*** Fragmento del documento ***

Por los tiempos y las costumbres que corren,
solemos leer y pronunciar la palabra “corrupción” todos los días. El
diccionario de la RAE
le da protagonismo al significado más popular, aunque con una redacción muy
pobre: “En las organizaciones, especialmente en las públicas, práctica
consistente en la utilización de las funciones y medios de aquellas en provecho, económico o de otra índole, de sus gestores”.
En cambio, allá en el siglo XVIII, cuando se
publicó mi querido Diccionario de autoridades,
la definición no invocaba asuntos legales o éticos. Y sin embargo daba mejor en
el clavo: “Putrefacción, infección, contaminación y malicia de alguna cosa, por
haberse dañado y podrido”. Cualquiera diría que estaba hablando de nuestro
sistema político.
Covarrubias es más moralino y dice que “corromper
a la doncella es quitarle la flor virginal” y, por lo tanto, “corrupta” es “la
que no está virgen”.
Se dice que Cervantes es el escritor que más
palabras distintas utilizó en español. Sin embargo, en su Quijote no aparece la palabrita de marras en ninguna de sus
variantes.

*** Datos almacenados ***

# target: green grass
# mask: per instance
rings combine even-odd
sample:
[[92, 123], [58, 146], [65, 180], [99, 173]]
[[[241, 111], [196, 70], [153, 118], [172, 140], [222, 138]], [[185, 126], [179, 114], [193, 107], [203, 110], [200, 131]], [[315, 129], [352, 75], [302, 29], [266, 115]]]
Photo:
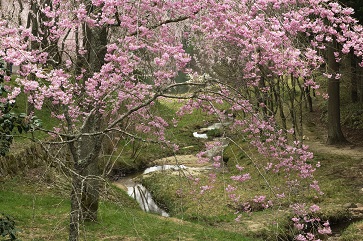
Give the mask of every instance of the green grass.
[[[153, 193], [155, 199], [159, 200], [172, 215], [196, 223], [238, 230], [246, 235], [263, 237], [264, 240], [274, 240], [278, 236], [291, 237], [290, 235], [293, 233], [292, 214], [289, 214], [288, 207], [294, 202], [306, 203], [307, 205], [316, 203], [321, 208], [318, 215], [322, 220], [339, 223], [350, 217], [344, 204], [362, 203], [363, 201], [358, 192], [361, 188], [359, 161], [349, 157], [321, 153], [316, 154], [312, 162], [314, 164], [318, 161], [321, 163], [321, 167], [315, 173], [315, 178], [319, 181], [324, 195], [316, 195], [315, 192], [308, 189], [301, 191], [300, 186], [299, 190], [296, 190], [297, 193], [284, 190], [286, 195], [291, 195], [290, 198], [278, 201], [253, 167], [253, 163], [259, 163], [263, 157], [259, 156], [256, 150], [248, 149], [246, 142], [241, 141], [240, 145], [246, 148], [245, 151], [249, 156], [252, 156], [252, 160], [247, 157], [246, 153], [241, 152], [233, 145], [227, 148], [225, 154], [229, 156], [227, 167], [239, 164], [245, 167], [245, 172], [250, 172], [252, 175], [251, 180], [239, 186], [238, 194], [241, 196], [241, 200], [250, 201], [255, 195], [265, 193], [272, 198], [275, 206], [256, 211], [252, 216], [244, 215], [238, 225], [234, 222], [234, 218], [237, 216], [234, 214], [236, 210], [225, 191], [227, 185], [232, 183], [229, 176], [238, 173], [233, 168], [227, 168], [225, 172], [218, 172], [217, 180], [212, 184], [207, 175], [199, 175], [200, 183], [193, 185], [192, 181], [183, 175], [168, 175], [168, 172], [145, 176], [142, 182]], [[269, 180], [271, 186], [279, 186], [282, 192], [285, 185], [283, 175], [265, 173], [265, 178]], [[168, 184], [167, 188], [165, 183]], [[214, 188], [200, 195], [200, 187], [207, 184], [213, 185]], [[306, 185], [308, 184], [306, 183]], [[251, 231], [251, 225], [254, 225], [256, 229]], [[260, 226], [258, 227], [258, 225]]]
[[[98, 223], [82, 225], [81, 240], [251, 240], [238, 232], [144, 213], [125, 192], [111, 191], [113, 201], [100, 202]], [[15, 218], [22, 240], [66, 240], [70, 205], [61, 192], [20, 177], [1, 180], [0, 211]]]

***

En qué consiste:
Transcribe sin cambios, del fragmento sobre la palabra «corrupción», el tramo que va desde “Por los tiempos” hasta “sistema político.”.

Respuesta esperada:
Por los tiempos y las costumbres que corren,
solemos leer y pronunciar la palabra “corrupción” todos los días. El
diccionario de la RAE
le da protagonismo al significado más popular, aunque con una redacción muy
pobre: “En las organizaciones, especialmente en las públicas, práctica
consistente en la utilización de las funciones y medios de aquellas en provecho, económico o de otra índole, de sus gestores”.
En cambio, allá en el siglo XVIII, cuando se
publicó mi querido Diccionario de autoridades,
la definición no invocaba asuntos legales o éticos. Y sin embargo daba mejor en
el clavo: “Putrefacción, infección, contaminación y malicia de alguna cosa, por
haberse dañado y podrido”. Cualquiera diría que estaba hablando de nuestro
sistema político.